• _DATA TO USE_
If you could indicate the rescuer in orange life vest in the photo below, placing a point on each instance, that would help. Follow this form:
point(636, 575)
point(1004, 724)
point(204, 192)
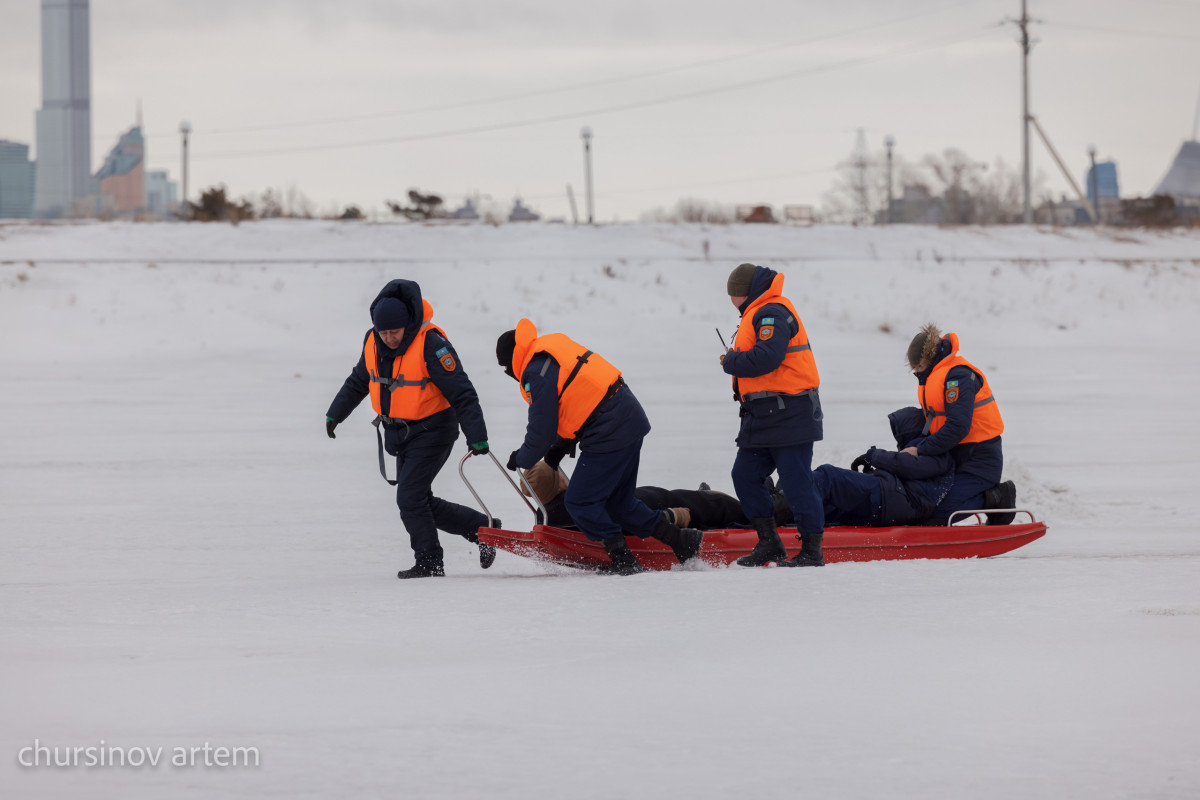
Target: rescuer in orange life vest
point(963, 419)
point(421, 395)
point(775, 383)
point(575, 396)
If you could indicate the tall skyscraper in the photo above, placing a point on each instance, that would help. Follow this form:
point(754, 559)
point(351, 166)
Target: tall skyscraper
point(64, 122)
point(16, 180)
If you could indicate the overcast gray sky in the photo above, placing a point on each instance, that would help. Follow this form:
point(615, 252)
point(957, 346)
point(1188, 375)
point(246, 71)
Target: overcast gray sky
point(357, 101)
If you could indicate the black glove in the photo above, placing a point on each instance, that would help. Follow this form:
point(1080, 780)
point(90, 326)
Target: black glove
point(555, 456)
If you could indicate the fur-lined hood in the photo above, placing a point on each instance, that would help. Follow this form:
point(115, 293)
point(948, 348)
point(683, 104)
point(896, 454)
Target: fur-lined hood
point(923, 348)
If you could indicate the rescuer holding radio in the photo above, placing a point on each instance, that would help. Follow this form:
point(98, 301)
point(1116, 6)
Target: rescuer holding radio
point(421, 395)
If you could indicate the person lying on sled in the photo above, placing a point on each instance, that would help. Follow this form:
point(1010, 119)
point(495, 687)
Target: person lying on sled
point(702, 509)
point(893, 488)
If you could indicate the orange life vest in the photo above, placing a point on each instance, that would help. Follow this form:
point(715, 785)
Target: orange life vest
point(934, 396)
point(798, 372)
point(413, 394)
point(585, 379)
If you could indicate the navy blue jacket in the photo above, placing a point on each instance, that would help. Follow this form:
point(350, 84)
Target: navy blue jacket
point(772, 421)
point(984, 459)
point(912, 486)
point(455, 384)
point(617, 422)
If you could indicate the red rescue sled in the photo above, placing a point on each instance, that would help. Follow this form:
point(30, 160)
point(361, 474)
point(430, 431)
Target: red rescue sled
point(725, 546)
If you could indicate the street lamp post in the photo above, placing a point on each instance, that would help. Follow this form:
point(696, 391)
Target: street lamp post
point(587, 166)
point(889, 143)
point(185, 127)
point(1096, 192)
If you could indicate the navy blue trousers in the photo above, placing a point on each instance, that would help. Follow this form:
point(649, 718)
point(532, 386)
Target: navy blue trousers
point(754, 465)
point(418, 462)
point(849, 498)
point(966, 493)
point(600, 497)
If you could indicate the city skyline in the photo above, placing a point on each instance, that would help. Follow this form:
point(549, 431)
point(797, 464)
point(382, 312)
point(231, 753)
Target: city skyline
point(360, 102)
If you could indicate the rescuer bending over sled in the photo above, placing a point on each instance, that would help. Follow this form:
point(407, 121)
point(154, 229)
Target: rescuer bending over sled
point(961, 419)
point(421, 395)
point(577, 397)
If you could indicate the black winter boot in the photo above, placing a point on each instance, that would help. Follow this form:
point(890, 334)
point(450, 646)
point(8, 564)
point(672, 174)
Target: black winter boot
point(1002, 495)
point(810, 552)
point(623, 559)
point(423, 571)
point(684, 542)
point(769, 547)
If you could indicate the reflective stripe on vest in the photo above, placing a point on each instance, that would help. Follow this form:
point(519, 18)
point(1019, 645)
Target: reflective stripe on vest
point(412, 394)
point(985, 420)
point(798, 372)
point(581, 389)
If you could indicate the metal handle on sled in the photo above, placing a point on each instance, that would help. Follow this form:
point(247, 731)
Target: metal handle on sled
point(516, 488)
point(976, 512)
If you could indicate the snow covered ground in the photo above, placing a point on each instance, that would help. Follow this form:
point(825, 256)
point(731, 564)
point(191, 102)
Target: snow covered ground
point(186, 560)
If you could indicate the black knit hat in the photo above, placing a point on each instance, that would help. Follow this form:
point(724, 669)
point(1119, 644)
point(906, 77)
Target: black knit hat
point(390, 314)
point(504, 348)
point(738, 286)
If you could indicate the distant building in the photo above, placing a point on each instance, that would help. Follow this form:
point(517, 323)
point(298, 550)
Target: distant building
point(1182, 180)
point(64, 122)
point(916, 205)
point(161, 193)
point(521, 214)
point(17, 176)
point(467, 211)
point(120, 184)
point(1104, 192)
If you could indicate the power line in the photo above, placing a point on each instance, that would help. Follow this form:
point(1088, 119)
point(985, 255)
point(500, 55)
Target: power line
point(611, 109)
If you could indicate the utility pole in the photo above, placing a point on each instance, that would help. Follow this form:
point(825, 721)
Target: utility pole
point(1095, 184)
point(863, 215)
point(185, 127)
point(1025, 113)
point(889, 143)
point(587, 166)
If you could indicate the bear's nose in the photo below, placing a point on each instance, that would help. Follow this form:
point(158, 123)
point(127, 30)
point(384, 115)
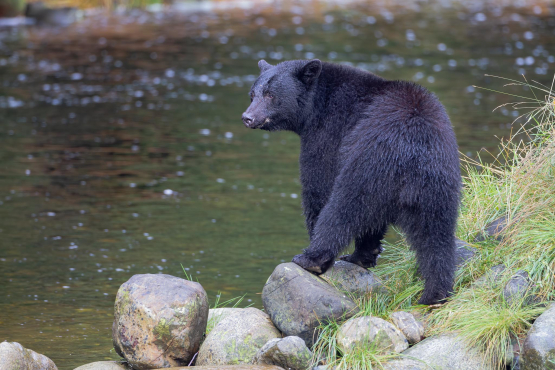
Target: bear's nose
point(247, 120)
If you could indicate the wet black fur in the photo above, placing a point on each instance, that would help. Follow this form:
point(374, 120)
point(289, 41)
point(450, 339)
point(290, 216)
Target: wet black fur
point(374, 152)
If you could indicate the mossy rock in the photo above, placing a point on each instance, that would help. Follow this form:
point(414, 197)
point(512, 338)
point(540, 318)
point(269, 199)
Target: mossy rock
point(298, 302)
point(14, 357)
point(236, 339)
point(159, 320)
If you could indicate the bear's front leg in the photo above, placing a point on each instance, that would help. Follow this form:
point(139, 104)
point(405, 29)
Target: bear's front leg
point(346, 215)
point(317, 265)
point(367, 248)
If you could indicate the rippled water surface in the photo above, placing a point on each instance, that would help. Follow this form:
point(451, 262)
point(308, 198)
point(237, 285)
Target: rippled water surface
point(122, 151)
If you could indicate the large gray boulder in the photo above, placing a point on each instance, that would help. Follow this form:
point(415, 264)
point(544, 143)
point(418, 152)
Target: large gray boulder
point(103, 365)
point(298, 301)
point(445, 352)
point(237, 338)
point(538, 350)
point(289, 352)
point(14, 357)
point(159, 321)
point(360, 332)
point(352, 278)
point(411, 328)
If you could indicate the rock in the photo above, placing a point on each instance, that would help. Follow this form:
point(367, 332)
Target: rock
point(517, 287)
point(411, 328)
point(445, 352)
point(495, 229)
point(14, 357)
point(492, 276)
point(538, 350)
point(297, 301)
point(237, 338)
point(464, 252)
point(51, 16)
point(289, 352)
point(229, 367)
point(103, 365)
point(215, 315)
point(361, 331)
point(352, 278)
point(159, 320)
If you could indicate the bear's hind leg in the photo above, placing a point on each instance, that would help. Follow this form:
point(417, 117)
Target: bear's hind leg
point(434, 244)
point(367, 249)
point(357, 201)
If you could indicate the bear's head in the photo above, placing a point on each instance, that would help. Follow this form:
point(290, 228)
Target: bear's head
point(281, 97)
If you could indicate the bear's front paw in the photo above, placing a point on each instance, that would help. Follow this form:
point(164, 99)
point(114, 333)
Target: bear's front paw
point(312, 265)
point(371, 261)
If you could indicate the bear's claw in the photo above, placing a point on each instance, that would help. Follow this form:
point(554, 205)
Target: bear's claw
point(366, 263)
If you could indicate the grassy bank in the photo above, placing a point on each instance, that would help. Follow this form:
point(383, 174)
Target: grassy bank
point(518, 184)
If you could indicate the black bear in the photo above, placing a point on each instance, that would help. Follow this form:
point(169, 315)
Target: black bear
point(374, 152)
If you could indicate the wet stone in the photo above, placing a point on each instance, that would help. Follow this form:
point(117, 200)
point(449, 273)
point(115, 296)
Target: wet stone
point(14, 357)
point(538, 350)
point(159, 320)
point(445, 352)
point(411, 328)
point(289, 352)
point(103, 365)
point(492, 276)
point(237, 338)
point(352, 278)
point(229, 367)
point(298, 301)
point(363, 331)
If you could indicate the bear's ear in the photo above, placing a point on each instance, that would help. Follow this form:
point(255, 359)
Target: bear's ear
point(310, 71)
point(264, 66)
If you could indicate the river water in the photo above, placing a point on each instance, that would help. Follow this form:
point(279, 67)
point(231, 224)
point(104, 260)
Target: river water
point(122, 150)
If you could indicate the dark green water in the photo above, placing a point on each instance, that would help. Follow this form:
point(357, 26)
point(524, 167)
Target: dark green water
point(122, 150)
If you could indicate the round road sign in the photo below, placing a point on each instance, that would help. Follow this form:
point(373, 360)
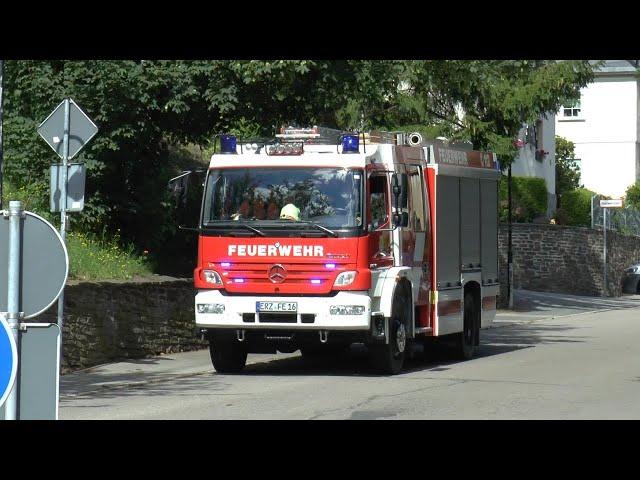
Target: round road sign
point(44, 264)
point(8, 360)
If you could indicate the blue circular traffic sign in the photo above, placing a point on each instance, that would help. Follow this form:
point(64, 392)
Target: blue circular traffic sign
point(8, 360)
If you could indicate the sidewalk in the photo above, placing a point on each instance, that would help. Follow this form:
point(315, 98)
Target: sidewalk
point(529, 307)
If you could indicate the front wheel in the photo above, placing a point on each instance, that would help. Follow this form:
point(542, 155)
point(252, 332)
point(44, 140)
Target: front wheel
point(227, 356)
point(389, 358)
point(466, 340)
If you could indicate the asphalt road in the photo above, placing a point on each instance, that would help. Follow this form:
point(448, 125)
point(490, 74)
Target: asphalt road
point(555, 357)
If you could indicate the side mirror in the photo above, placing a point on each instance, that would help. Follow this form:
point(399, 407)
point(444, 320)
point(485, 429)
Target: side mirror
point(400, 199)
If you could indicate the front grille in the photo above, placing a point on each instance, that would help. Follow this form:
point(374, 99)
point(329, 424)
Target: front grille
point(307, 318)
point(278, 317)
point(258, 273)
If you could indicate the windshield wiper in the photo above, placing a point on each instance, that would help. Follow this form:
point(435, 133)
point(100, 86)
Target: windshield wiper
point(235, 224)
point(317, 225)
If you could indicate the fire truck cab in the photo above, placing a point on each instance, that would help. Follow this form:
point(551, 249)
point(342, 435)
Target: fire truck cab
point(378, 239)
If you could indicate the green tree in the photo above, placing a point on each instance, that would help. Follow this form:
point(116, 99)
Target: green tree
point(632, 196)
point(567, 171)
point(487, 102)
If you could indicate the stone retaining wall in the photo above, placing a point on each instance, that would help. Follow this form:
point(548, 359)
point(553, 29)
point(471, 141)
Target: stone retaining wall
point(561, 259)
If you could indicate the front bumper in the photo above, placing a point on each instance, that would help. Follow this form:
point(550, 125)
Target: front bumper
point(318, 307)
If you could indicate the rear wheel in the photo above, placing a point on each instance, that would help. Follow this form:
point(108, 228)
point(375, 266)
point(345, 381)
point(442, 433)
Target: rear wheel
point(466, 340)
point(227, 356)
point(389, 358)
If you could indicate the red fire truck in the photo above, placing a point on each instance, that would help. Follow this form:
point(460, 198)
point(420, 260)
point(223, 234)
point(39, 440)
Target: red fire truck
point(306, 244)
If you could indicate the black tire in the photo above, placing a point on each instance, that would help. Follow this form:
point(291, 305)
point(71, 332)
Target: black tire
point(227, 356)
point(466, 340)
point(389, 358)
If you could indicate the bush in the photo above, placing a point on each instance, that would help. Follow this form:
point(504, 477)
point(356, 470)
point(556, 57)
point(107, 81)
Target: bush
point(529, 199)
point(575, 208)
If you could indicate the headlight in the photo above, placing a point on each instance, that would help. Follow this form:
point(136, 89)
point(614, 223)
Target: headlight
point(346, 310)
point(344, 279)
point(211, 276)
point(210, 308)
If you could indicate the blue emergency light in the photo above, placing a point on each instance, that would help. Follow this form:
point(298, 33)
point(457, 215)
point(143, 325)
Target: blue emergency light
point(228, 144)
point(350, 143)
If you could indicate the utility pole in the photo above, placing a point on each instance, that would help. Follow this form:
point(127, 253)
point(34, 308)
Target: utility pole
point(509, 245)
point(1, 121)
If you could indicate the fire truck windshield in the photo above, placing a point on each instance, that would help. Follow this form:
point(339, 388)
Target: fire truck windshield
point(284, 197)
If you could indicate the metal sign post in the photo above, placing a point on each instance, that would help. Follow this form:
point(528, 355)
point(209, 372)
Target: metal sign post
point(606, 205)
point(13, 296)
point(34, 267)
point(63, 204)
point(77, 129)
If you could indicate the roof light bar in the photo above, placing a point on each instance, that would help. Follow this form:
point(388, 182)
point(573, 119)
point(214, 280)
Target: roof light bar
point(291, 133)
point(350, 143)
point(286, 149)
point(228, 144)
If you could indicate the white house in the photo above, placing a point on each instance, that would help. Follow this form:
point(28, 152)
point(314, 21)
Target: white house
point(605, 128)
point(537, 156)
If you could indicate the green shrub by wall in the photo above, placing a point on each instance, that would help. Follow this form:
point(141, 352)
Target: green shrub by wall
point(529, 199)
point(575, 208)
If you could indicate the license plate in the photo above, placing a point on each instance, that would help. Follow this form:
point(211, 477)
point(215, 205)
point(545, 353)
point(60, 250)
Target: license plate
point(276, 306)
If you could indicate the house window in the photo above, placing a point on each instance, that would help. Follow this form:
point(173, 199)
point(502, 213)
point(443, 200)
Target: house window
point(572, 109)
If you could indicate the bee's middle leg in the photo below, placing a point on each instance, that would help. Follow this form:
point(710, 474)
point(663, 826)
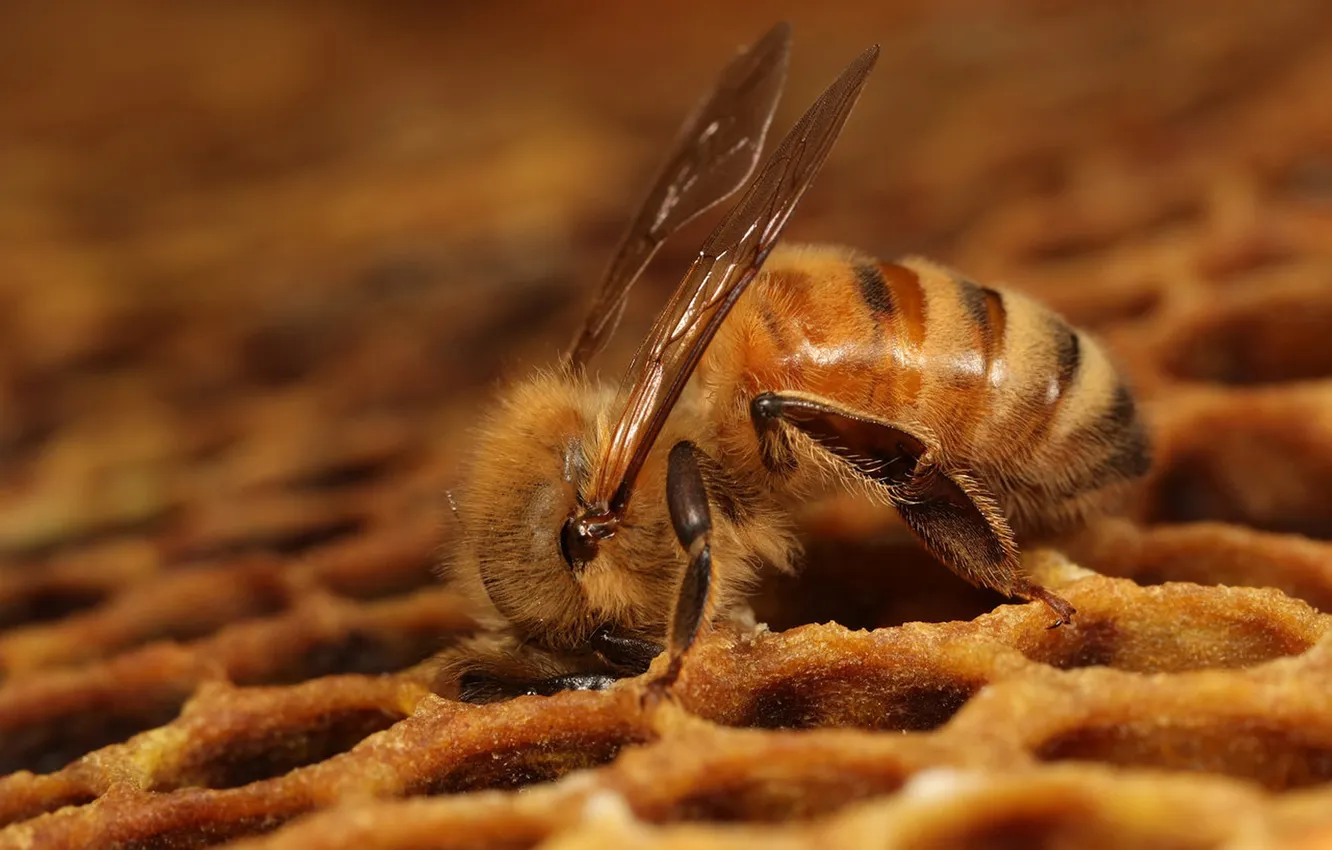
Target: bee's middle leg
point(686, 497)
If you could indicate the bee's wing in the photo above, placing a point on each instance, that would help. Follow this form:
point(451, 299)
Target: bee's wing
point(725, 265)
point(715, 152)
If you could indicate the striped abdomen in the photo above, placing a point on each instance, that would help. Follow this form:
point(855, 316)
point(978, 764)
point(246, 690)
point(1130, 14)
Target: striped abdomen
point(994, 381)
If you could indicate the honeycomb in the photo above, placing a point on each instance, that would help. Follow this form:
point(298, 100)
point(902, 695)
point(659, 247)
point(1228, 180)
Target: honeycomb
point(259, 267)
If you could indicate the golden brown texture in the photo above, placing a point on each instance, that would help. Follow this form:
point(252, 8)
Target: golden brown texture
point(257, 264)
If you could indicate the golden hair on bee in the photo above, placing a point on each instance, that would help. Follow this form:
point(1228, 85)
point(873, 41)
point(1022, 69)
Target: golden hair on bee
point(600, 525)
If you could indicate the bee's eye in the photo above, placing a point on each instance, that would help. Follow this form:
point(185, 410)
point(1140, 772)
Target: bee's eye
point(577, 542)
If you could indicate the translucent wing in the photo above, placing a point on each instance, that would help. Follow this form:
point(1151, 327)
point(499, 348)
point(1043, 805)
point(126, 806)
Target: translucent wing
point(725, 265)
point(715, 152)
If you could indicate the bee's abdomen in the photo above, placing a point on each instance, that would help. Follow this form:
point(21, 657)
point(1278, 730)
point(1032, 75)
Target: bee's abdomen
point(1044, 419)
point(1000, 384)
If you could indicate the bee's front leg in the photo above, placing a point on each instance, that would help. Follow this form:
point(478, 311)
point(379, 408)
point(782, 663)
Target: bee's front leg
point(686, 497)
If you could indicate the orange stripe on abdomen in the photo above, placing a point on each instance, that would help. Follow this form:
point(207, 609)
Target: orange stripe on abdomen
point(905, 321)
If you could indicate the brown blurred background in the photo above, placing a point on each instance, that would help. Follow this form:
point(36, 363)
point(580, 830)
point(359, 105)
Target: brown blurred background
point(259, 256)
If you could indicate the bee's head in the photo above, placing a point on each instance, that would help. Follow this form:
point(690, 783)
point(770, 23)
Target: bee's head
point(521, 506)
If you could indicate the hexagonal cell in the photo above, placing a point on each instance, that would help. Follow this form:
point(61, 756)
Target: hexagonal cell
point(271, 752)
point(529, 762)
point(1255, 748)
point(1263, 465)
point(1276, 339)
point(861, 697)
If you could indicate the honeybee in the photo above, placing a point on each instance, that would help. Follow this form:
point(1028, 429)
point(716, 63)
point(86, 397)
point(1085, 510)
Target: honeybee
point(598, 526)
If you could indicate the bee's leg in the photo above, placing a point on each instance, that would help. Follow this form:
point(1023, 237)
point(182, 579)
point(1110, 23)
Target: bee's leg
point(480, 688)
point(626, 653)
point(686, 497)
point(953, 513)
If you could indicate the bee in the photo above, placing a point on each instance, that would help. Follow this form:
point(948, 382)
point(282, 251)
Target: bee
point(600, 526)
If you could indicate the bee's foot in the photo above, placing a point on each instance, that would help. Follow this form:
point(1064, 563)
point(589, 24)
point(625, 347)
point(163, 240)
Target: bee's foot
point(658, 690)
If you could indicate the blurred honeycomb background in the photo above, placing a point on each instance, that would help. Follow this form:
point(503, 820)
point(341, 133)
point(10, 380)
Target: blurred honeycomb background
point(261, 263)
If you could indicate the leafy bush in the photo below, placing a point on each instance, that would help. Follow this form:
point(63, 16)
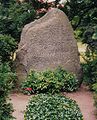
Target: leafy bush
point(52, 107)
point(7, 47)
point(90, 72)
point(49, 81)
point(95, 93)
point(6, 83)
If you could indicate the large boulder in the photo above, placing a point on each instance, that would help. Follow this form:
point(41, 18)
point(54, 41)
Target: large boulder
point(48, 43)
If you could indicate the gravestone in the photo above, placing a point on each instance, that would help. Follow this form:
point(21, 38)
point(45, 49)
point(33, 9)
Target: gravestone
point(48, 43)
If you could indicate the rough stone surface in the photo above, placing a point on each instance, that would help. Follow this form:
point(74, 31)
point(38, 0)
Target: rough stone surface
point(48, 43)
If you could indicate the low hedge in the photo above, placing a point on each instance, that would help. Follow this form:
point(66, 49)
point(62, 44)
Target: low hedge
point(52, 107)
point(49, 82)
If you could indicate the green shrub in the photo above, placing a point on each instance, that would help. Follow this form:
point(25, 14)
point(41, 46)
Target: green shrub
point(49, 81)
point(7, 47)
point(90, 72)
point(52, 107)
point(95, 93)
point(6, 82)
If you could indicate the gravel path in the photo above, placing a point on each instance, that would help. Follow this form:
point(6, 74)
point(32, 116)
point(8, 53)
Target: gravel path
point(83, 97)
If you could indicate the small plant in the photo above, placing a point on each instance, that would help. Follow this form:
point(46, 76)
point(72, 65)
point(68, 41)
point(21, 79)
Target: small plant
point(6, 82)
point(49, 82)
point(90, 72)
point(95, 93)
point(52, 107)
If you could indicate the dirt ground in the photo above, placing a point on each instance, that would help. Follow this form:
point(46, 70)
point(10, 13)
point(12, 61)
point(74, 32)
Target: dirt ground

• _TASK DIRECTIONS_
Please update the part of the records that opens with the line containing "If you could indicate the gravel" and runs through the end of the records, writing those lines out again with "small plant" changed to "low shrub" and nothing else altered.

• _TASK ANSWER_
If you could indicate the gravel path in the photo above, placing a point on each instance, that would help. Follow this form:
point(6, 74)
point(32, 116)
point(8, 53)
Target: gravel path
point(83, 97)
If you could indicate the low shrub in the photo above, placing a point on each instance, that would help. Follow this form:
point(46, 76)
point(72, 65)
point(68, 41)
point(21, 79)
Target: low shrub
point(6, 82)
point(49, 82)
point(90, 72)
point(95, 93)
point(52, 107)
If you could indicate the dirt ground in the photo above, placing a point on each instance, that would help. Follow this form:
point(46, 70)
point(10, 13)
point(12, 61)
point(74, 32)
Target: dirt ground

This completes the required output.